Exercise instructions: Working from the line that contains "Expected behaviour: for every instance of the racket" down to the last line below, repeat each line exactly.

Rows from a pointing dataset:
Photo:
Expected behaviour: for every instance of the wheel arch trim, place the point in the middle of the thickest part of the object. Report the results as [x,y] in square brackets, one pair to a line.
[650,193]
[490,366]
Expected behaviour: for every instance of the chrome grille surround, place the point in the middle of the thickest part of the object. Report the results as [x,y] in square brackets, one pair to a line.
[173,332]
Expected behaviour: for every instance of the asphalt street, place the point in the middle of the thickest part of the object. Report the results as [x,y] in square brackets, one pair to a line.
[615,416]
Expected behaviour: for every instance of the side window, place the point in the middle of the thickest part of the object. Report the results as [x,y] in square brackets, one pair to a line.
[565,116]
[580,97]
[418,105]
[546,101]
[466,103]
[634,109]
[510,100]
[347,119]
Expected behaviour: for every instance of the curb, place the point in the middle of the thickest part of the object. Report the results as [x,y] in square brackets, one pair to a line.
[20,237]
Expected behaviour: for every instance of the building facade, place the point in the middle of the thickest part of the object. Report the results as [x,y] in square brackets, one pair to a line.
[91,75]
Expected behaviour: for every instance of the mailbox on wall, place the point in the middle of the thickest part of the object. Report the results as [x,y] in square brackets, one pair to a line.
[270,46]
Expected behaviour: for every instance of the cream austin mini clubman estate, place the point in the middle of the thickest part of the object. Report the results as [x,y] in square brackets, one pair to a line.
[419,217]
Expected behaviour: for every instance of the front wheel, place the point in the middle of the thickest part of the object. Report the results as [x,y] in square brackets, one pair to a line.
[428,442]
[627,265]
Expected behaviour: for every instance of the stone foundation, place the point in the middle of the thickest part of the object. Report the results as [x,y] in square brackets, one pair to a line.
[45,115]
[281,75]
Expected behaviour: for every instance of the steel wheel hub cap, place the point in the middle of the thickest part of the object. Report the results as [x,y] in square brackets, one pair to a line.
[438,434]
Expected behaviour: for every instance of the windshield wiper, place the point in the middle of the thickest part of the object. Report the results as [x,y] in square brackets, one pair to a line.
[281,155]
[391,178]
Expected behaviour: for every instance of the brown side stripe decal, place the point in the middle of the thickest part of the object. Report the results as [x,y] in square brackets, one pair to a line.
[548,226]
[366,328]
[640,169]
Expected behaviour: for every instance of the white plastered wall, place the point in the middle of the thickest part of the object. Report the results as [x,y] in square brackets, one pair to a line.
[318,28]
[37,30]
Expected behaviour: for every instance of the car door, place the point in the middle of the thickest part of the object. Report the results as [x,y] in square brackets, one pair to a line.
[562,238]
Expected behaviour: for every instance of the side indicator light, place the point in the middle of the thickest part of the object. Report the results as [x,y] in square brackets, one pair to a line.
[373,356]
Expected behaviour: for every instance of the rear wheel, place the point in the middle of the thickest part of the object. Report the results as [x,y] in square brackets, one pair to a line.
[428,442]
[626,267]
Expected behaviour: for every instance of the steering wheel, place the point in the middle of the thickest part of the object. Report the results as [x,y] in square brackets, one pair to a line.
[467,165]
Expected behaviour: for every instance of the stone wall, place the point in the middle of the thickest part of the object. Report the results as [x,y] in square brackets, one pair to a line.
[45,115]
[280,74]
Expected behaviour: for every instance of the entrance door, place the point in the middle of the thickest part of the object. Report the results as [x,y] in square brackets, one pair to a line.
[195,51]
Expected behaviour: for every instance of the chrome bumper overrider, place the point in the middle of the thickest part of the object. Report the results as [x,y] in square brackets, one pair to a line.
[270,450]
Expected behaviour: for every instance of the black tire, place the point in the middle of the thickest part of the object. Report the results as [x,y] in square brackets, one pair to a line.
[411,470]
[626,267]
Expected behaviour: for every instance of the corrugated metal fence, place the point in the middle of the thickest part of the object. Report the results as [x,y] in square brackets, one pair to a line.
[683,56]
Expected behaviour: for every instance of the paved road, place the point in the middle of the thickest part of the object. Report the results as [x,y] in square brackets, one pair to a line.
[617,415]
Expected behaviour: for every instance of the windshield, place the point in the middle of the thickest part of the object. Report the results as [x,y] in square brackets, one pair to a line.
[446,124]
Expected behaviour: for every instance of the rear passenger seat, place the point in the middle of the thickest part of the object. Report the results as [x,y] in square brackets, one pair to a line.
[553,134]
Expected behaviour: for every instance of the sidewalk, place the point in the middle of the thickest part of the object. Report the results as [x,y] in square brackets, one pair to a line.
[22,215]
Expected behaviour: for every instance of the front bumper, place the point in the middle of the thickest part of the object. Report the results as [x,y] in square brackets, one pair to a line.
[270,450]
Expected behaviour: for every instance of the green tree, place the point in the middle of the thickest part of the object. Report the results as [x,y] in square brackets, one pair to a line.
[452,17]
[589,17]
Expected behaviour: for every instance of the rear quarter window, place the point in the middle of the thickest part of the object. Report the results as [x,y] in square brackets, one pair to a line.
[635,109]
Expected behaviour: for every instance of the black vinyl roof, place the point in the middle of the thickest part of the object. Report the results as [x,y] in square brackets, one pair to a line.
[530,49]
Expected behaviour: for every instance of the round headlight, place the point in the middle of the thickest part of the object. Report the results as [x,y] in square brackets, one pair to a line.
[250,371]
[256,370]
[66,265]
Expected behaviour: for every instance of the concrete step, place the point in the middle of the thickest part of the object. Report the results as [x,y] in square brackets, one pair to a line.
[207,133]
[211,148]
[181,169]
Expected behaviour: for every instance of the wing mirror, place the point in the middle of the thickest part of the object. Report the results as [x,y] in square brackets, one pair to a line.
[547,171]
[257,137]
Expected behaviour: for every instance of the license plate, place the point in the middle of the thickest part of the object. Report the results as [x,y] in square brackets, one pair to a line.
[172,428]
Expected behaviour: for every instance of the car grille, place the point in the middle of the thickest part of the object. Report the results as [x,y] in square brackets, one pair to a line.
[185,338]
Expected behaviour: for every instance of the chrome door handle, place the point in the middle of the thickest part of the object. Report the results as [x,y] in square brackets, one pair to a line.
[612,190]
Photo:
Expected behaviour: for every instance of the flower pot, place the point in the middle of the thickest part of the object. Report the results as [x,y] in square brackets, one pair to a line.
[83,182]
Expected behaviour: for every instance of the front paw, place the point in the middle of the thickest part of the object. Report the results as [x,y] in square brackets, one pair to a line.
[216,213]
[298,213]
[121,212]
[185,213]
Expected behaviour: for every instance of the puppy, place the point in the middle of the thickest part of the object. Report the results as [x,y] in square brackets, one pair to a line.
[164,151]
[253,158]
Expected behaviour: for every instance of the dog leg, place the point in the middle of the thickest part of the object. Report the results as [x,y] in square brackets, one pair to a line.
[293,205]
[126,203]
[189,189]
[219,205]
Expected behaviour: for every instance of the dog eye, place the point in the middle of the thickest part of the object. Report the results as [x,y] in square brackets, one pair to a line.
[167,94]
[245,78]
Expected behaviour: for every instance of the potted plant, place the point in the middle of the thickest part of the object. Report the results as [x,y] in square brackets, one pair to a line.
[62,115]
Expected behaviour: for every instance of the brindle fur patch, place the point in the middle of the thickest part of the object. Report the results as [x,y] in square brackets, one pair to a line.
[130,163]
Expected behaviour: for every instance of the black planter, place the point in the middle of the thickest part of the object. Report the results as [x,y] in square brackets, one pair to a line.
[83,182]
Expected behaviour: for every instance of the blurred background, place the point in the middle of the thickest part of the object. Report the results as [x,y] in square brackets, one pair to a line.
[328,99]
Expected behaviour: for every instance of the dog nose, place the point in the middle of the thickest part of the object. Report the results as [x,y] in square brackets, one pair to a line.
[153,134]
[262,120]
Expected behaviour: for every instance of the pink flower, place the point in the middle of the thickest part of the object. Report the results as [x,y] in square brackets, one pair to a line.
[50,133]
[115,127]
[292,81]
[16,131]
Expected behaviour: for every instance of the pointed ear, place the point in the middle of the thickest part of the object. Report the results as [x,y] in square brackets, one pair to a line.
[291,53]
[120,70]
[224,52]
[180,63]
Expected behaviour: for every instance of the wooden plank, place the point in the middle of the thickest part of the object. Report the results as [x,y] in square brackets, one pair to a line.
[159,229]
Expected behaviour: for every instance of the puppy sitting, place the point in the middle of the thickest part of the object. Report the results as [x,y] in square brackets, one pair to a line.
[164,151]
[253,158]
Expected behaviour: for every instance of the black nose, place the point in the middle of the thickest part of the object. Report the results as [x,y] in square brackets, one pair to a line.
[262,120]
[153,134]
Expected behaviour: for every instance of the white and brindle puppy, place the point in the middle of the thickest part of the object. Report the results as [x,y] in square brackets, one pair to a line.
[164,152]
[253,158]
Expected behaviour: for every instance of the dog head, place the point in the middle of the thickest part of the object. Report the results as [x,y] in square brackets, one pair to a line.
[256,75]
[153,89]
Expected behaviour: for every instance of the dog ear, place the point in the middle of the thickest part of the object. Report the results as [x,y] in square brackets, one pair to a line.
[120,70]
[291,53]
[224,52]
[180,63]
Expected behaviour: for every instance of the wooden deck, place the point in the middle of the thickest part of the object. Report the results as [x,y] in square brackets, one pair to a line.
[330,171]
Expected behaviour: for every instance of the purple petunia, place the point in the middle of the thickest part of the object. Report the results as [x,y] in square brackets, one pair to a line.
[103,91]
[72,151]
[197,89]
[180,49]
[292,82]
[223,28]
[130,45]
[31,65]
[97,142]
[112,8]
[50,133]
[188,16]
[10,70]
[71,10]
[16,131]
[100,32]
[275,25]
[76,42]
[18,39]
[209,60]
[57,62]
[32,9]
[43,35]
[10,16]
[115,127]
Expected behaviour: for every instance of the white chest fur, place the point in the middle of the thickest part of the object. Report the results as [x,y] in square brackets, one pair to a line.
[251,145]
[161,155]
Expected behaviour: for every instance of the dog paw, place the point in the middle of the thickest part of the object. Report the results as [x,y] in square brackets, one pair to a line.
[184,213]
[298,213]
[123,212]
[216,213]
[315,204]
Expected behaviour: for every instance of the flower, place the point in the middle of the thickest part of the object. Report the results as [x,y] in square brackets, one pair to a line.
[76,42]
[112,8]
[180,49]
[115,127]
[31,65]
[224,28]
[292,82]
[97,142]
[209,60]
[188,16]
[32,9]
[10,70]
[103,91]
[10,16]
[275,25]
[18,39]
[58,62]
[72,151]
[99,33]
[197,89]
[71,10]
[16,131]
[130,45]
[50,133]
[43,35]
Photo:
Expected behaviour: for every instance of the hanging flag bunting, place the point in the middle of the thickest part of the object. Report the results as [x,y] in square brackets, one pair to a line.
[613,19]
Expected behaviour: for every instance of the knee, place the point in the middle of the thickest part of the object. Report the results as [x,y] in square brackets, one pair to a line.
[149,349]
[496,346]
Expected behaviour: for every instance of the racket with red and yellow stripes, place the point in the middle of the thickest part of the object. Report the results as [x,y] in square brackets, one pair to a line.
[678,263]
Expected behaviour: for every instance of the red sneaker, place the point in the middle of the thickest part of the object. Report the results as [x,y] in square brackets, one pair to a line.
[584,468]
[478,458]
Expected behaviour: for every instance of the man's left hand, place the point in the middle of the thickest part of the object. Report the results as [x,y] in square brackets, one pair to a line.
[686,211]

Output below:
Expected behaviour: for every instance of the racket with red and yellow stripes, place the point in the middle of the thickest part of the object. Report the results as [x,y] in square brackets, one pair to a line.
[678,263]
Expected behaviour: for every instance of the red sneaker, place the point in the middle of the thickest part of the object. Report the results as [x,y] in square brackets, one pair to a line.
[584,468]
[478,458]
Expected behaviour: for every instance of the man's left hand, place the point in the middle of the thickest part of the object. Report the results as [x,y] in square brackets, one pair to a line.
[686,211]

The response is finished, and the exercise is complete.